Set task » Can you give the stretch from the start of the records through the line containing "[[84, 207]]" as a Markdown table with the columns Row and Line, one numbered row per line and blank lines left out?

Records for processing »
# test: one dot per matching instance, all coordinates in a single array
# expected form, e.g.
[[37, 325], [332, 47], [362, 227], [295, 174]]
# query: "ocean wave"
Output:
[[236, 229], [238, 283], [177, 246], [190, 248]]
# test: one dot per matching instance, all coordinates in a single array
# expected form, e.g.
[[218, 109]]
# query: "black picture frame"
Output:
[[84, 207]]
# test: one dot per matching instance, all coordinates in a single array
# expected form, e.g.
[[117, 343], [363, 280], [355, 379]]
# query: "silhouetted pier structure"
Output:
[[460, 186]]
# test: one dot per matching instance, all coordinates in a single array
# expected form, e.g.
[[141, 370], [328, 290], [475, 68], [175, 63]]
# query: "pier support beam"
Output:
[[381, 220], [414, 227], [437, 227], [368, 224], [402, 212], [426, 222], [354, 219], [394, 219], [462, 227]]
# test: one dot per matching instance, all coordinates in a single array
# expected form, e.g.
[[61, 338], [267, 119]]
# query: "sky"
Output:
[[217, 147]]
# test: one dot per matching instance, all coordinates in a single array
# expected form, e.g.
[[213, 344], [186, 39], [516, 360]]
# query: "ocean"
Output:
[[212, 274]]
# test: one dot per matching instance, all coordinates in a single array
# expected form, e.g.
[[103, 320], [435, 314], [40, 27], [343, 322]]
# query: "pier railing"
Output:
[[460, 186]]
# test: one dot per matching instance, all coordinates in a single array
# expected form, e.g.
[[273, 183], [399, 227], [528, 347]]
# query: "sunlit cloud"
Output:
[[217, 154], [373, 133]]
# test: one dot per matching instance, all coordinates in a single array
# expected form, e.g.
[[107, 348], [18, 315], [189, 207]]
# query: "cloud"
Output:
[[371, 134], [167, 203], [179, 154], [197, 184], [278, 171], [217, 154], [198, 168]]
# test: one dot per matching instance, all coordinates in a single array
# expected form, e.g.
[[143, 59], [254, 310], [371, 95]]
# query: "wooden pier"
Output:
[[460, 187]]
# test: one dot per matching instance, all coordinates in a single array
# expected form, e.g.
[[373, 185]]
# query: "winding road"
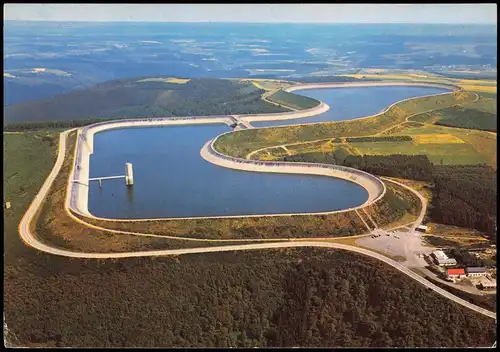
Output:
[[30, 239]]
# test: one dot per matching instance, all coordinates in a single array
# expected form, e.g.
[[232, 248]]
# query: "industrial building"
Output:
[[475, 271], [487, 284], [456, 273], [442, 259], [421, 228]]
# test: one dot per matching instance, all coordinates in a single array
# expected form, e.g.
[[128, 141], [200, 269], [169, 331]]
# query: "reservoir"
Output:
[[171, 179], [347, 103]]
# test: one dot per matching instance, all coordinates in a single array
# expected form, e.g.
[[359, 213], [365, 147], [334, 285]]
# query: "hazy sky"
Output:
[[305, 13]]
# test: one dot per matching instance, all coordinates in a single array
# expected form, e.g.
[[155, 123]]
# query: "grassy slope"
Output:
[[57, 227], [128, 98], [293, 100], [481, 115], [240, 143], [208, 300]]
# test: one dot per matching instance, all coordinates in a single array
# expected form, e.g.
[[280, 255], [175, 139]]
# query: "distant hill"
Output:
[[144, 97]]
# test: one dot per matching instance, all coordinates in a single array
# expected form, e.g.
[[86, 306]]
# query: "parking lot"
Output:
[[398, 243]]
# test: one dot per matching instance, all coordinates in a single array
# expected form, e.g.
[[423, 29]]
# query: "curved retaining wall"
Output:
[[323, 107], [77, 197], [374, 186]]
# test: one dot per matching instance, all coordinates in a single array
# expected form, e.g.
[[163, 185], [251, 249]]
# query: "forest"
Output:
[[462, 195], [133, 98], [306, 297]]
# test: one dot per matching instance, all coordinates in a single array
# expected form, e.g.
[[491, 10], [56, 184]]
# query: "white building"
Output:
[[442, 259], [475, 271]]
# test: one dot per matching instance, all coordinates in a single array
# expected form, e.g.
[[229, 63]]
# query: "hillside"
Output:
[[142, 97]]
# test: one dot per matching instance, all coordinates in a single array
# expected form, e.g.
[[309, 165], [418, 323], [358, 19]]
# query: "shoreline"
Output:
[[77, 192]]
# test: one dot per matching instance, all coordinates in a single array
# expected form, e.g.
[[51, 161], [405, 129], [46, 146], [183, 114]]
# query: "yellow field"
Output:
[[258, 85], [436, 138], [165, 80], [477, 88]]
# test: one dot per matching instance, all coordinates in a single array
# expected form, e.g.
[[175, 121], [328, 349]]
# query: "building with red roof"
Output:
[[456, 273]]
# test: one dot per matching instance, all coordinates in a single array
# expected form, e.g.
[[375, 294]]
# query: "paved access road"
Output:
[[30, 239]]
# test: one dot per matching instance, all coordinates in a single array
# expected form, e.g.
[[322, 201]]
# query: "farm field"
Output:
[[462, 117], [240, 143], [447, 153]]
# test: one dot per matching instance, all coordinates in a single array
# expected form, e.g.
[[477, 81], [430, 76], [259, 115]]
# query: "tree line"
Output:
[[307, 297], [462, 195]]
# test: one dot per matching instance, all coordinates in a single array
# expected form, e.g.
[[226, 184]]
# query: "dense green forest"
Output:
[[295, 297], [416, 167], [132, 98], [38, 125], [462, 195], [466, 196]]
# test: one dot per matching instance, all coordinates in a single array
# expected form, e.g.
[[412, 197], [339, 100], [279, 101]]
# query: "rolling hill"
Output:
[[144, 97]]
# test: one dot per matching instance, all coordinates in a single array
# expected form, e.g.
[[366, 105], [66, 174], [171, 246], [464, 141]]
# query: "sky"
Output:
[[263, 13]]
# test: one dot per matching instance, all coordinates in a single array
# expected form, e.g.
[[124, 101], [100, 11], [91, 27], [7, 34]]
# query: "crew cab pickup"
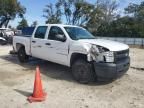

Finished exercise »
| Row | Line |
|---|---|
| 1 | # test: one dot per matching instance, all coordinates in a single array |
| 2 | # expected form, e.g. |
| 3 | [[37, 325], [332, 47], [362, 227], [295, 174]] |
| 4 | # query: "ocean wave" |
| 5 | Output: |
| 6 | [[236, 229], [238, 283], [177, 246], [190, 248]] |
| 7 | # test: one dot per matching instance, all coordinates in a single array |
| 8 | # expected form, e.g. |
| 9 | [[218, 109]] |
| 10 | # query: "black picture frame" |
| 11 | Output: |
| 12 | [[84, 207]] |